Goal ->
Can you repeat every one of the entries below verbatim, leaving the pictures out?

+ + + + +

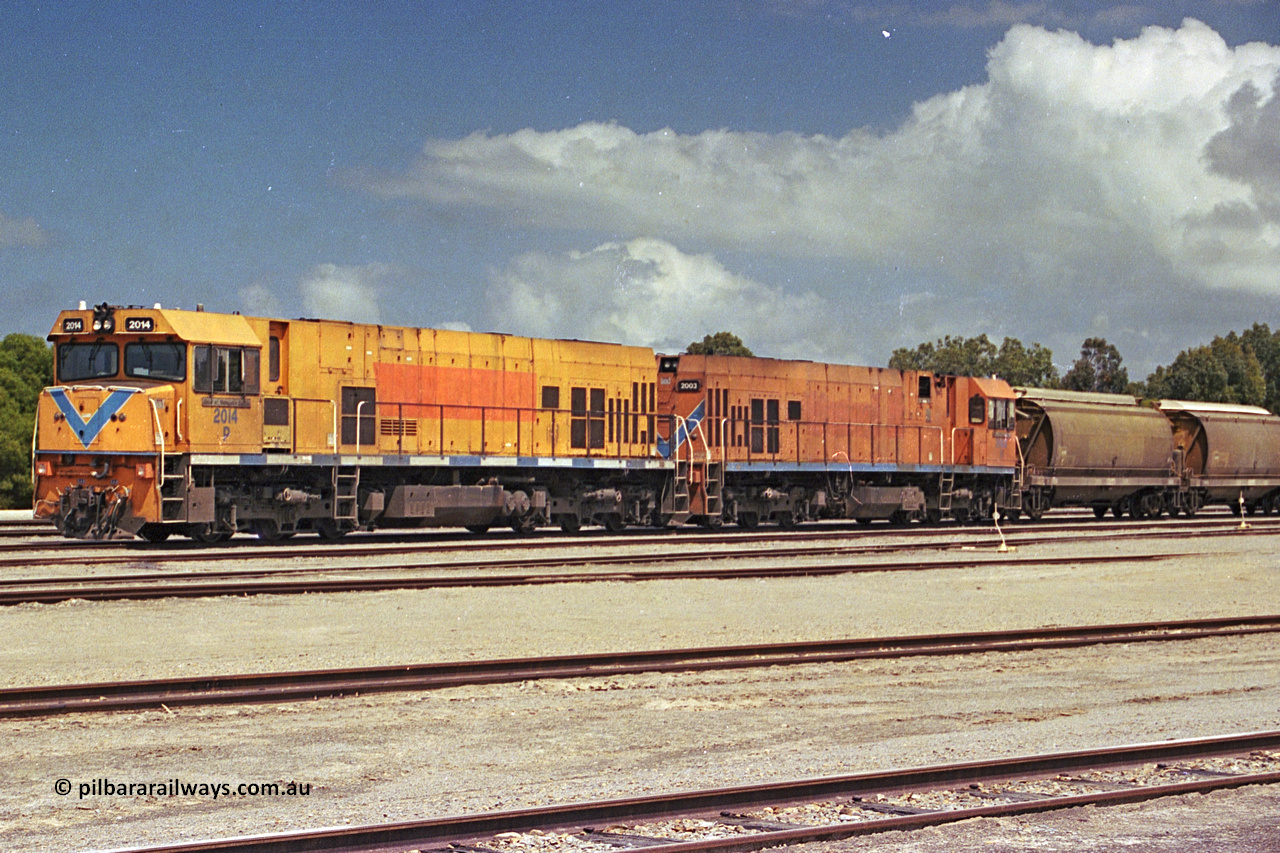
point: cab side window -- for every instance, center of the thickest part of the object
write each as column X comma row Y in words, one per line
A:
column 236, row 370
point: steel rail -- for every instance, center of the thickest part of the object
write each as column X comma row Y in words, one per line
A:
column 188, row 587
column 311, row 684
column 412, row 542
column 713, row 803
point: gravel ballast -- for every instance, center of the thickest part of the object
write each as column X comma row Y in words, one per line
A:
column 406, row 756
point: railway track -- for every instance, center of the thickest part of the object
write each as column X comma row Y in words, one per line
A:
column 754, row 817
column 305, row 685
column 434, row 541
column 273, row 582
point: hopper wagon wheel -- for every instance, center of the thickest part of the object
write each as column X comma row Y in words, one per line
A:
column 524, row 524
column 1152, row 505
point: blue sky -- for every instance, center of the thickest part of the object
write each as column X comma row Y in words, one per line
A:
column 827, row 179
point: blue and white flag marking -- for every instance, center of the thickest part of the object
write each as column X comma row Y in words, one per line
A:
column 684, row 430
column 86, row 430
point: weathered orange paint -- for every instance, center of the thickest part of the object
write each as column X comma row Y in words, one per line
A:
column 465, row 391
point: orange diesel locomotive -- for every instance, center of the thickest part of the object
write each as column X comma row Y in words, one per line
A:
column 206, row 424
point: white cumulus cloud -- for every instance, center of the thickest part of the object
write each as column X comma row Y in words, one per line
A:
column 647, row 292
column 338, row 292
column 1078, row 178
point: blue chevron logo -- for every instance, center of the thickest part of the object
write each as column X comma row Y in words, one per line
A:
column 88, row 430
column 684, row 430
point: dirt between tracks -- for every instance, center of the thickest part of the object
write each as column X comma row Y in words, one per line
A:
column 407, row 756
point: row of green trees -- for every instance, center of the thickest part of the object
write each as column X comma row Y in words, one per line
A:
column 26, row 368
column 1238, row 368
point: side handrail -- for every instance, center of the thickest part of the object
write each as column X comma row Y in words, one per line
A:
column 159, row 438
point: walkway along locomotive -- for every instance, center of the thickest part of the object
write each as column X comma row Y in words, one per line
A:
column 206, row 424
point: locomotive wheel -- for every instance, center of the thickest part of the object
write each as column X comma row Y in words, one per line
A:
column 154, row 533
column 209, row 536
column 269, row 530
column 329, row 529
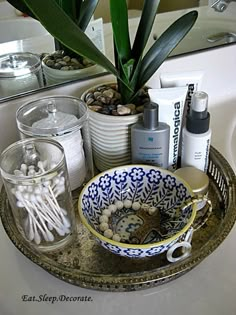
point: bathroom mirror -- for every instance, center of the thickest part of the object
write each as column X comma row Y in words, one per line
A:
column 211, row 29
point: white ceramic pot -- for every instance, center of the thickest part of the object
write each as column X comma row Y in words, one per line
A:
column 110, row 136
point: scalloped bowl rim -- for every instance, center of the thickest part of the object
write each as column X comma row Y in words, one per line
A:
column 136, row 246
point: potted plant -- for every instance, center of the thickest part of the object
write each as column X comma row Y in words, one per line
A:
column 133, row 67
column 64, row 64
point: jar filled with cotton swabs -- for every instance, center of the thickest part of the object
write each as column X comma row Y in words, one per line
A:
column 35, row 178
column 64, row 119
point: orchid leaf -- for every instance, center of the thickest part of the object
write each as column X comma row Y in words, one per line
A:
column 60, row 26
column 119, row 18
column 69, row 7
column 20, row 5
column 163, row 46
column 86, row 11
column 145, row 27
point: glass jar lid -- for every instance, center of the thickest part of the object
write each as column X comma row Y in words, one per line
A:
column 18, row 64
column 51, row 116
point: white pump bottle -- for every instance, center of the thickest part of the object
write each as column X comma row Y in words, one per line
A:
column 196, row 135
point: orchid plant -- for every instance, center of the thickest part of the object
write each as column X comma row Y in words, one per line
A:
column 133, row 66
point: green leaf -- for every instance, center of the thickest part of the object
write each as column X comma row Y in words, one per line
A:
column 87, row 9
column 144, row 29
column 69, row 7
column 20, row 5
column 128, row 68
column 164, row 45
column 119, row 18
column 60, row 26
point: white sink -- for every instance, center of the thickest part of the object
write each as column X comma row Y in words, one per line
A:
column 223, row 122
column 20, row 28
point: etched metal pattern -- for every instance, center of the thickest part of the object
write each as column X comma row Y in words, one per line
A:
column 85, row 263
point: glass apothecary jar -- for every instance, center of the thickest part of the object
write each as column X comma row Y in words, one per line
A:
column 20, row 72
column 64, row 119
column 35, row 178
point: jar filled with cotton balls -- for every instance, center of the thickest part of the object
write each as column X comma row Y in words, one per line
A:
column 64, row 119
column 35, row 178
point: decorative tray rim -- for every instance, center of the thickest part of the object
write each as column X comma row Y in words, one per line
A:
column 129, row 281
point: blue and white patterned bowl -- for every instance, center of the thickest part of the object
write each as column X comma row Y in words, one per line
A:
column 144, row 184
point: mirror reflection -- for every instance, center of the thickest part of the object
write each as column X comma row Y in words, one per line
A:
column 216, row 25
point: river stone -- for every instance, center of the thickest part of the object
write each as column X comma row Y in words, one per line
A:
column 123, row 110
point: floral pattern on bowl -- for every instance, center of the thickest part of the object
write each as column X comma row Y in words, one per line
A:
column 144, row 184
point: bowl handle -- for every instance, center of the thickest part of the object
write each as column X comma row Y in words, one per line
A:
column 185, row 246
column 201, row 218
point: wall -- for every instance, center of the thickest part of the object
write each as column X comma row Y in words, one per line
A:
column 214, row 65
column 167, row 5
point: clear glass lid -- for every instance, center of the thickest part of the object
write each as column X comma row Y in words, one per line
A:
column 51, row 116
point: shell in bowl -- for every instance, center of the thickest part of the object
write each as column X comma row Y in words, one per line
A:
column 140, row 185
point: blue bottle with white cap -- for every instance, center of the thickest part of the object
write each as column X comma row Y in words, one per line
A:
column 196, row 137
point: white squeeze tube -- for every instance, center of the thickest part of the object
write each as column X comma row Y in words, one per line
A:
column 191, row 79
column 171, row 103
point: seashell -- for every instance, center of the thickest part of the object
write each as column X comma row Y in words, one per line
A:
column 139, row 109
column 63, row 63
column 49, row 63
column 95, row 108
column 74, row 60
column 88, row 96
column 90, row 101
column 109, row 93
column 65, row 68
column 66, row 58
column 97, row 94
column 131, row 106
column 103, row 99
column 57, row 66
column 102, row 88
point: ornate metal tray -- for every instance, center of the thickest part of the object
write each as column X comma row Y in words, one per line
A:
column 85, row 263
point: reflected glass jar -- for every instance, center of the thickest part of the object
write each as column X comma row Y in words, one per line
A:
column 19, row 72
column 35, row 177
column 64, row 119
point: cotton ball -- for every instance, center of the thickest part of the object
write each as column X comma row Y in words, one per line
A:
column 112, row 208
column 108, row 233
column 136, row 206
column 116, row 237
column 127, row 204
column 119, row 204
column 106, row 212
column 103, row 226
column 152, row 210
column 103, row 218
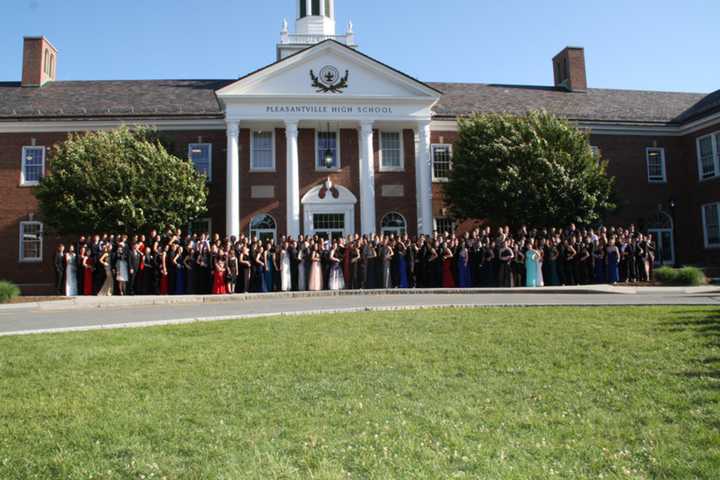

+ + + + +

Written answer ->
point: cab side window -- for every instance, center of the thickest part of the object
write each as column X comma row Y in words, one per line
A:
column 236, row 370
point: steel rail -- for every instance, center of the thickest part of the object
write each as column X comma row Y in words, one per line
A:
column 188, row 587
column 311, row 684
column 412, row 542
column 713, row 803
point: gravel ballast -- for every instance, center of the thickest part of the object
write each as column X comma row Y in words, one per line
A:
column 406, row 756
point: railway track -- for every instance, center of the thickest part of the object
write each as column X comma row Y in words, one per line
A:
column 754, row 817
column 305, row 685
column 434, row 541
column 273, row 582
point: hopper wagon wheel -- for every instance, center of the thickest part of the object
write each as column X comma row Y in words, one per line
A:
column 524, row 524
column 1152, row 505
point: blue sky -- for every instance, center of the thickest part of the object
write each as column X comma row Y in words, one per line
A:
column 827, row 179
point: blue and white flag marking -- for every instance, center of the thickest part of the object
write each as column X comma row Y in words, one per line
A:
column 684, row 430
column 86, row 430
point: weathered orange paint -- for every instance, center of the thickest part of the object
write each as column X comma row Y in words, one per line
A:
column 465, row 391
point: orange diesel locomotive -- for every instance, center of the thickest part of the object
write each as column X comma row Y in words, one per line
A:
column 206, row 424
point: white cumulus cloud -- for every instance, center of the thickest part of the object
write each as column X comma row Y in words, one per line
A:
column 647, row 292
column 338, row 292
column 1078, row 178
point: blue chevron logo -- for every instance, center of the thickest part of the object
write each as column X comma row Y in words, one per line
A:
column 88, row 430
column 684, row 430
point: dirt between tracks -- for every instance, center of the thickest part of the object
write each as column X comma row Y in words, one per line
A:
column 407, row 756
point: row of green trees -- for every instance, center of the thickest part of the object
write each as column X comma row Y in words, one per line
A:
column 26, row 368
column 1238, row 368
point: side handrail -- for every instance, center of the thickest part of the object
write each as column X comma row Y in words, one per line
A:
column 159, row 438
point: walkway along locomotive -- for every instance, center of the thickest part of the object
write each as column X comma row Y in words, one per line
A:
column 206, row 424
point: locomotive wheel -- for every instance, center of the thickest part of the object
write each as column X comma row Y in words, one per line
A:
column 154, row 533
column 209, row 536
column 269, row 530
column 329, row 529
point: bathroom mirror -- for every instance, center of the thickest part of the object
write each as column X comma row Y in words, one per line
A:
column 211, row 29
point: white ceramic pot -- for every instance, center of the thickest part of the object
write each as column X comma row Y in words, one per line
A:
column 110, row 136
point: scalloped bowl rim -- for every instance, center of the thickest part of the object
write each as column X comma row Y in words, one per line
A:
column 136, row 246
point: potted plant -- for every instance, center of the thickest part of the object
write each as column X comma row Y in words, one per line
A:
column 133, row 67
column 64, row 64
point: jar filled with cotton swabs -- for every instance, center of the thickest part of the object
write each as column X comma row Y in words, one per line
A:
column 35, row 178
column 64, row 119
point: orchid leaf -- for every instance, center of the thickest part of the object
write each as column X comma row Y in words, one per line
A:
column 60, row 26
column 119, row 18
column 69, row 7
column 20, row 5
column 163, row 46
column 86, row 11
column 145, row 27
point: glass jar lid -- for every instance, center of the thickest part of the object
write each as column X comma row Y in words, one per line
A:
column 18, row 64
column 51, row 116
point: white pump bottle -- for every instance, center of the thickest part of the object
write each as column X comma row Y in words, one per line
A:
column 196, row 135
point: orchid plant -- for every instance, center of the thickest part of the object
write each as column X comma row Y in words, one per line
A:
column 133, row 66
point: green leaf -- for every instance, center of the thickest part of the object
write each as column X comma row Y in words, one per line
A:
column 87, row 9
column 144, row 29
column 69, row 7
column 20, row 5
column 128, row 68
column 164, row 45
column 119, row 18
column 60, row 26
point: white sink -- for every instance, center of the thickest part of the object
write each as column X comma row Y in words, one per line
A:
column 223, row 122
column 20, row 28
point: etched metal pattern -- for every instance, center of the thickest part of the object
write each as column X comma row Y in words, one per line
A:
column 85, row 263
point: glass apothecary jar -- for every instance, center of the thickest part of the object
write each as column X comma row Y in words, one per line
A:
column 20, row 72
column 64, row 119
column 35, row 178
point: jar filled with cotton balls -- for every instance, center of the thickest part of the object
write each as column X comma row Y in words, one per line
A:
column 64, row 119
column 35, row 178
point: decorative tray rim -- for every instance, center of the thickest part of the object
write each as column X comma row Y in words, one per line
A:
column 129, row 281
point: blue and white patterned bowl -- for every instance, center of the thickest part of the object
write each as column X comma row Y in words, one per line
A:
column 144, row 184
point: mirror reflection -- for every instance, center of the thickest part of the object
write each as column X comma row Y in words, one per line
A:
column 216, row 25
point: river stone -- for every instance, center of the thickest part of the object
write each as column X comma row Y in words, one per line
A:
column 123, row 110
point: floral pattern on bowl -- for every instance, center of the thickest part of the object
write each as column X comma row Y in words, one per line
A:
column 144, row 184
point: bowl handle -- for every instance, center of the thickest part of the object
write each as column X comma row Y in words, one per line
A:
column 185, row 246
column 201, row 218
point: wall -- for every instance, center of the thickest part of the object
write each as column X comma row Y in words, one per line
A:
column 214, row 65
column 167, row 5
point: clear glass lid -- for every instance, center of the thickest part of the object
write each as column X comma row Y in words, one per line
A:
column 51, row 116
point: shell in bowl -- for every instance, center of the thickest part of the object
write each as column X comma row Y in words, one per line
A:
column 140, row 185
point: blue bottle with white cap -- for every instance, center of the thickest part of the object
write each as column X comma row Y in words, one per line
A:
column 196, row 137
point: white squeeze tube -- for every instance, center of the thickest part of the object
write each as column X comma row Y in words, one per line
A:
column 191, row 79
column 171, row 103
point: seashell -- for every instance, center of the thickest part of the object
write each as column X comma row Y in words, one per line
A:
column 139, row 109
column 63, row 63
column 49, row 63
column 95, row 108
column 74, row 60
column 88, row 96
column 90, row 101
column 109, row 93
column 65, row 68
column 66, row 58
column 97, row 94
column 131, row 106
column 103, row 99
column 57, row 66
column 102, row 88
point: ornate metal tray -- for every instance, center of the thickest part of the object
write each as column X comma row Y in words, one per line
A:
column 85, row 263
point: reflected glass jar -- for every instance, center of the thickest part of the object
write each as column X comma row Y in words, one per line
A:
column 19, row 72
column 35, row 177
column 64, row 119
point: cotton ball -- for every instance, center of the thickest part of the object
write each as column X comma row Y in words, one per line
A:
column 112, row 208
column 108, row 233
column 136, row 206
column 116, row 237
column 127, row 204
column 119, row 204
column 106, row 212
column 103, row 226
column 152, row 210
column 103, row 218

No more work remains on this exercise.